- **Task to carry out**: Convert every line of the entries below into a JSON list of strings, with one string per line and blank lines omitted.

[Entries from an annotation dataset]
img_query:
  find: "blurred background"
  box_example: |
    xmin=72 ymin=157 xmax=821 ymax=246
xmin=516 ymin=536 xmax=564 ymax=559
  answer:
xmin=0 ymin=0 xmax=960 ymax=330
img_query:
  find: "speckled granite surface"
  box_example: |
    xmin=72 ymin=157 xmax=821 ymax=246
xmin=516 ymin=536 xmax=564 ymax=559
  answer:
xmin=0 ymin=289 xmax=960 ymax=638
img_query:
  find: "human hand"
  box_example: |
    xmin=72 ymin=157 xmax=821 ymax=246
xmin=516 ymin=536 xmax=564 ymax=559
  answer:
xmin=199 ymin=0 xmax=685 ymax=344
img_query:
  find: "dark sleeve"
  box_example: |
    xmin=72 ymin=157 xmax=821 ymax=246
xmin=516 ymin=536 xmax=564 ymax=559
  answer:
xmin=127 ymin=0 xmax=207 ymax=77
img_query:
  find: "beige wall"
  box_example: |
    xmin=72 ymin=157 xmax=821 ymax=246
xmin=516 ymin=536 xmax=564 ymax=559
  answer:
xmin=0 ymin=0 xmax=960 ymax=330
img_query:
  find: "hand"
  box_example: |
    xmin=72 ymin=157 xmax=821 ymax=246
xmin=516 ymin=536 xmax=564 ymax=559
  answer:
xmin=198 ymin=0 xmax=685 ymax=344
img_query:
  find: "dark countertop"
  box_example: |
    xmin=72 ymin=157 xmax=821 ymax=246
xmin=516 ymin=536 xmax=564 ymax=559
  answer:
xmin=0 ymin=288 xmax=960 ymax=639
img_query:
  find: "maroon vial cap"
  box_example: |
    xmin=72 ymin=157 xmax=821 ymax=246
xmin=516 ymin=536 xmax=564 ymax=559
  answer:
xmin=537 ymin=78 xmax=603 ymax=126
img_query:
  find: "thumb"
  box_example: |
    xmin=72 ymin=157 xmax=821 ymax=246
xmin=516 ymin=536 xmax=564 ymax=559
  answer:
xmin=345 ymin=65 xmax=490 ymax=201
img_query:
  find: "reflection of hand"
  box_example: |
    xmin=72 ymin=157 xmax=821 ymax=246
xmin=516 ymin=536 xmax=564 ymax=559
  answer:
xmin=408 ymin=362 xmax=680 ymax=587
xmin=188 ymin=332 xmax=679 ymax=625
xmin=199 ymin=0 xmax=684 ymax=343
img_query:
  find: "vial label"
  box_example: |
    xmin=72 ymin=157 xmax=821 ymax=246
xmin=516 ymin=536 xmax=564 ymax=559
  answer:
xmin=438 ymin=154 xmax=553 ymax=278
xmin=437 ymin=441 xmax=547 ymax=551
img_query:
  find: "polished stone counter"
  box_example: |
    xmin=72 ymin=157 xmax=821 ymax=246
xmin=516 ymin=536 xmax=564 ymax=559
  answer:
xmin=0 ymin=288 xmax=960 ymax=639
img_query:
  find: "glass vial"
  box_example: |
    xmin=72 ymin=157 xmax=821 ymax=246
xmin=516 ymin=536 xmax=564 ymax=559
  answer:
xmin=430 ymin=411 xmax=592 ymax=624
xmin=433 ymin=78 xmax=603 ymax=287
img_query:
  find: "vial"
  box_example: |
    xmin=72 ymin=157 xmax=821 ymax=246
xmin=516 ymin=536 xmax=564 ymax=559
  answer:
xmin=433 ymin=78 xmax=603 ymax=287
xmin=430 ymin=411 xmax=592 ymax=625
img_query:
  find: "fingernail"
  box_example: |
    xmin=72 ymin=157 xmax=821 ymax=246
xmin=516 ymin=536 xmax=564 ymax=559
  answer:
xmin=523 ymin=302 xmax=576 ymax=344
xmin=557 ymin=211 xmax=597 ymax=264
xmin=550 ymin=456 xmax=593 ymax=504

- **Solution for this problem**:
[
  "img_query:",
  "  find: \"blurred background\"",
  "  box_example: |",
  "    xmin=72 ymin=157 xmax=821 ymax=246",
  "xmin=516 ymin=536 xmax=564 ymax=559",
  "  answer:",
  "xmin=0 ymin=0 xmax=960 ymax=330",
  "img_query:",
  "  find: \"speckled granite surface\"",
  "  box_example: |",
  "    xmin=72 ymin=157 xmax=821 ymax=246",
  "xmin=516 ymin=536 xmax=564 ymax=559",
  "  answer:",
  "xmin=0 ymin=289 xmax=960 ymax=638",
  "img_query:",
  "  find: \"human hand\"",
  "  box_example: |",
  "    xmin=72 ymin=157 xmax=821 ymax=246",
  "xmin=516 ymin=536 xmax=564 ymax=559",
  "  answer:",
  "xmin=199 ymin=0 xmax=685 ymax=344",
  "img_query:",
  "  find: \"dark sleeve\"",
  "  box_example: |",
  "    xmin=72 ymin=157 xmax=821 ymax=246",
  "xmin=516 ymin=536 xmax=564 ymax=559",
  "  answer:",
  "xmin=127 ymin=0 xmax=207 ymax=77",
  "img_query:",
  "  find: \"beige wall\"",
  "  box_example: |",
  "    xmin=72 ymin=157 xmax=821 ymax=246",
  "xmin=516 ymin=536 xmax=564 ymax=559",
  "  answer:",
  "xmin=0 ymin=0 xmax=960 ymax=330",
  "img_query:",
  "  find: \"hand\"",
  "  box_example: |",
  "    xmin=72 ymin=157 xmax=821 ymax=246",
  "xmin=516 ymin=536 xmax=564 ymax=559",
  "  answer:",
  "xmin=198 ymin=0 xmax=685 ymax=344",
  "img_query:",
  "  find: \"dark countertop\"",
  "  box_example: |",
  "    xmin=72 ymin=157 xmax=821 ymax=246",
  "xmin=516 ymin=536 xmax=564 ymax=559",
  "  answer:",
  "xmin=0 ymin=288 xmax=960 ymax=639",
  "img_query:",
  "  find: \"maroon vial cap\"",
  "  box_example: |",
  "    xmin=72 ymin=157 xmax=821 ymax=246",
  "xmin=516 ymin=536 xmax=564 ymax=559",
  "  answer:",
  "xmin=537 ymin=78 xmax=603 ymax=126",
  "img_query:",
  "  find: \"thumb\"",
  "  box_example: |",
  "    xmin=72 ymin=157 xmax=821 ymax=246",
  "xmin=516 ymin=536 xmax=564 ymax=559",
  "  answer:",
  "xmin=345 ymin=65 xmax=490 ymax=201",
  "img_query:",
  "  find: \"reflection of hand\"",
  "  box_example: |",
  "    xmin=72 ymin=157 xmax=821 ymax=246",
  "xmin=516 ymin=536 xmax=564 ymax=559",
  "  answer:",
  "xmin=408 ymin=362 xmax=680 ymax=587",
  "xmin=188 ymin=332 xmax=679 ymax=625",
  "xmin=199 ymin=0 xmax=684 ymax=343",
  "img_query:",
  "  find: \"vial label\"",
  "  box_example: |",
  "    xmin=72 ymin=157 xmax=821 ymax=246",
  "xmin=516 ymin=536 xmax=564 ymax=559",
  "  answer:",
  "xmin=438 ymin=154 xmax=553 ymax=278",
  "xmin=437 ymin=441 xmax=547 ymax=551",
  "img_query:",
  "  find: \"polished stone counter\"",
  "  box_example: |",
  "    xmin=72 ymin=157 xmax=821 ymax=246",
  "xmin=516 ymin=536 xmax=564 ymax=559",
  "  answer:",
  "xmin=0 ymin=288 xmax=960 ymax=639",
  "img_query:",
  "  find: \"glass vial\"",
  "  box_example: |",
  "    xmin=72 ymin=157 xmax=821 ymax=246",
  "xmin=516 ymin=536 xmax=564 ymax=559",
  "  answer:",
  "xmin=430 ymin=411 xmax=592 ymax=624",
  "xmin=433 ymin=78 xmax=603 ymax=287",
  "img_query:",
  "  find: \"vial\"",
  "  box_example: |",
  "    xmin=72 ymin=157 xmax=821 ymax=246",
  "xmin=516 ymin=536 xmax=564 ymax=559",
  "  answer:",
  "xmin=433 ymin=78 xmax=603 ymax=287",
  "xmin=430 ymin=411 xmax=592 ymax=625",
  "img_query:",
  "  find: \"fingernail\"",
  "  box_example: |",
  "    xmin=72 ymin=157 xmax=821 ymax=246",
  "xmin=516 ymin=536 xmax=564 ymax=559",
  "  answer:",
  "xmin=523 ymin=302 xmax=576 ymax=344",
  "xmin=557 ymin=211 xmax=597 ymax=264",
  "xmin=550 ymin=456 xmax=593 ymax=504"
]